He said: “There were a lot of Iranians coming over from Iran who were seeking medical help privately, like at Harley Street, so my father would take them in, take them to Harley Street, they would have their operations, and keep them in the house a week or two to convalesce, usually with laughter. There was a lot of laughter and both my parents were very funny because they said it had a great effect, and if you make people laugh they heal quicker.
“This became famous, go to the Djalili home and you would have a place to stay, there’s a lovely atmosphere, they’ll sort out the medical things, and you’ll come back well.
“So there was a great turnover, I would say about a thousand from like 1979, up until he died, which was in 2017. But people died in the most extraordinary ways, they would be sitting around laughing, there was a man who was about to have a heart operation, he was laughing so much and went to the toilet. As the laughter died down in the living room we heard him in the toilet, he broke wind with such force, and we heard a crash and then we opened the door and saw he had died.”

● PROBLEM TO WORK ON: Please decide whether each statement agrees with the account of the Djalili home, answering yes or no and quoting the words from the account that settle it. 1. The father took the visitors to Harley Street for their operations. 2. Guests usually stayed in the house for about a month to convalesce. 3. The man who died in the toilet had been about to have a heart operation.

Excerpts from a dataset:

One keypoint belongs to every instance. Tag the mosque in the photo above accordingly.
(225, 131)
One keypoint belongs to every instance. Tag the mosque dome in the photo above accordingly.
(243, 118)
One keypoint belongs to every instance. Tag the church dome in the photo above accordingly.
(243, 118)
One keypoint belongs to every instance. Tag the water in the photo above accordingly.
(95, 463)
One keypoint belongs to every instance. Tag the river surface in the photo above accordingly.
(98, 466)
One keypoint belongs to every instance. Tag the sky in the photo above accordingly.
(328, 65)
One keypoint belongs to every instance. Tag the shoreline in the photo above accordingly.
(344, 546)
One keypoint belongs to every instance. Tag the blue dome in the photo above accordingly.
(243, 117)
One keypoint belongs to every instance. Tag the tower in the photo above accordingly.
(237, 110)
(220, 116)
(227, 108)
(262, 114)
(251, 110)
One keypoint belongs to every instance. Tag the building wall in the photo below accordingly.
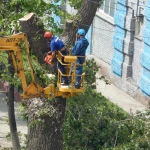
(121, 45)
(102, 36)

● WRITTEN SOLUTION:
1. Yes: "take them to Harley Street, they would have their operations"
2. No: "keep them in the house a week or two to convalesce"
3. Yes: "there was a man who was about to have a heart operation"